**Exercise requirements**
Once you have read the listing, output it exactly and completely.

**Extracted entries**
⁂

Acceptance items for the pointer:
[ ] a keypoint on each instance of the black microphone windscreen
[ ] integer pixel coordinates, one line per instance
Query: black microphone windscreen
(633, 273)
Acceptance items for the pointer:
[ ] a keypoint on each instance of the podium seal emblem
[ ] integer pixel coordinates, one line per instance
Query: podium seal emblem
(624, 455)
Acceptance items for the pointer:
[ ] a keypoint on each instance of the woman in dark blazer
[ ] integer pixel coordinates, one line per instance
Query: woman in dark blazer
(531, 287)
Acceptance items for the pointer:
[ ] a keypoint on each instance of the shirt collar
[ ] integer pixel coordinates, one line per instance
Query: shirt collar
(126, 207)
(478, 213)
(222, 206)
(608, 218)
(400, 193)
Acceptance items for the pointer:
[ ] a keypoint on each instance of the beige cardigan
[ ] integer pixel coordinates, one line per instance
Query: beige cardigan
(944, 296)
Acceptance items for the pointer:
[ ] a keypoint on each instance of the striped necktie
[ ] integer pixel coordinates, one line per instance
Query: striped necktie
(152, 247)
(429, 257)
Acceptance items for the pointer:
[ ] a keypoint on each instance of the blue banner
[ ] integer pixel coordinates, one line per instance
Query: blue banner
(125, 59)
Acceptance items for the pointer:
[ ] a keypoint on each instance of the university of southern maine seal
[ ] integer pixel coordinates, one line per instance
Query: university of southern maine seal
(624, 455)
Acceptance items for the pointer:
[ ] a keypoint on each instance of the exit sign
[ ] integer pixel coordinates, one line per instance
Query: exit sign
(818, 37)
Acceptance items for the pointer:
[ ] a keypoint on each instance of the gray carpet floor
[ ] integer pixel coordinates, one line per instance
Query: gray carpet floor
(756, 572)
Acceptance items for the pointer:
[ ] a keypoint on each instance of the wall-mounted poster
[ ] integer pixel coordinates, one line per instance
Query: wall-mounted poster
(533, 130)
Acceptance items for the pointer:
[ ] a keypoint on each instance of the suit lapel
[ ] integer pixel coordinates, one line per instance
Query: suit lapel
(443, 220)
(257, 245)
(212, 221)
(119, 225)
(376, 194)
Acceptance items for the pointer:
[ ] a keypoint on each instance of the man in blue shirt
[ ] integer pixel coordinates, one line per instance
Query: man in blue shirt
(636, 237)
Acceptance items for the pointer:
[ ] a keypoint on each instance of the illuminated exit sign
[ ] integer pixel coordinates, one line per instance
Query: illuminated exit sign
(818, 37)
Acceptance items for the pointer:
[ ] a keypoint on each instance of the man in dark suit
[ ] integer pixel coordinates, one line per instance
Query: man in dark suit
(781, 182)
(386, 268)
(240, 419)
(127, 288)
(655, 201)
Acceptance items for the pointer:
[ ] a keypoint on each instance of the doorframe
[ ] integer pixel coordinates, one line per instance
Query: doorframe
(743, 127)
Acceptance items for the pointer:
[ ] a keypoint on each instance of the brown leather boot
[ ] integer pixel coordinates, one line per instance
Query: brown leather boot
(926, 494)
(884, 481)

⁂

**Result below**
Acceptance items for the pointer:
[ ] a keypoint on each instance of the black microphone windscreen
[ ] integer pixel coordinates, one line per instance
Query: black microphone windscreen
(633, 273)
Acceptance items for the pointer:
[ ] a keypoint on each instance of the podium seal emblem
[ ] integer pixel coordinates, one line per instance
Query: podium seal emblem
(624, 455)
Acceptance items for the pointer:
[ ] a keypoint on each instance of the woman in dark blazer
[ ] integer pixel coordinates, one line per instance
Query: woman in dark blazer
(531, 287)
Acceptance items for the pointer:
[ ] a keypoint on each instance of the shirt collar
[ ] integer pixel coordinates, one line per instance
Query: shirt collar
(126, 207)
(478, 213)
(222, 206)
(608, 218)
(400, 193)
Acceptance items for the pointer:
[ ] a keypoint on each instance of the beige cardigan
[ ] integer pixel coordinates, one line per instance
Query: beige cardigan
(944, 296)
Acceptance items for the pointer:
[ ] a keypoint on each instance of the striped necktie
[ ] integer pixel coordinates, one line per instance
Query: striped necktie
(152, 247)
(429, 257)
Acceptance items for the pointer:
[ ] a keypoint on each instance of the blue banner
[ ] integer pixel coordinates, one line per instance
Query: blue banner
(125, 59)
Acceptance items for the pointer:
[ ] a keypoint on each instance of the university of southern maine seal
[ ] integer pixel coordinates, one line per instance
Query: university of southern maine seal
(624, 455)
Acceptance items for the pointer:
[ ] a keypoint on each instance of the exit sign
[ ] integer pixel coordinates, one line per instance
Query: exit sign
(818, 37)
Acceptance items for the pointer:
[ ] a keypoint on each instance of the gray carpet floor
[ ] integer pixel coordinates, one line per instance
Query: gray carpet floor
(756, 572)
Acceptance items for the pointer:
[ ] a keypoint on each instance of the wall-mounted poster
[ ] integer pixel coordinates, one line per instance
Query: wall-mounted poster
(533, 130)
Acceptance items for the pointer:
[ ] a keypoint on each instance of the suit lapel
[ ] integer pixel coordinates, one line per instance
Query: suit lapel
(443, 220)
(257, 245)
(212, 221)
(119, 225)
(376, 194)
Acceptance items for the pointer:
[ ] a keypoint on each instance of the man in blue shirt
[ ] integer pixel coordinates, one line per instance
Query: man in blue shirt
(636, 237)
Acceptance items for the pointer:
[ ] a keypoint on each instance of the illuminated exit sign
[ ] integer pixel coordinates, one line per instance
Query: illuminated exit sign
(818, 37)
Acceptance items for the pointer:
[ ] a keypoint on each instance of the man in dark suit
[ ] integer pixel coordinates, one line per instance
Query: man in dark suit
(781, 182)
(386, 268)
(240, 419)
(127, 288)
(655, 201)
Acceptance items for the pointer:
[ ] a keypoint on each instance of the doorframe
[ ] integer pixel coordinates, one line per instance
Query: doorframe
(743, 127)
Acceptance items for the pointer:
[ ] a keypoint on each instance of the brown leather boot
[ ] integer pixel coordinates, one line per instance
Query: brown leather boot
(926, 494)
(884, 481)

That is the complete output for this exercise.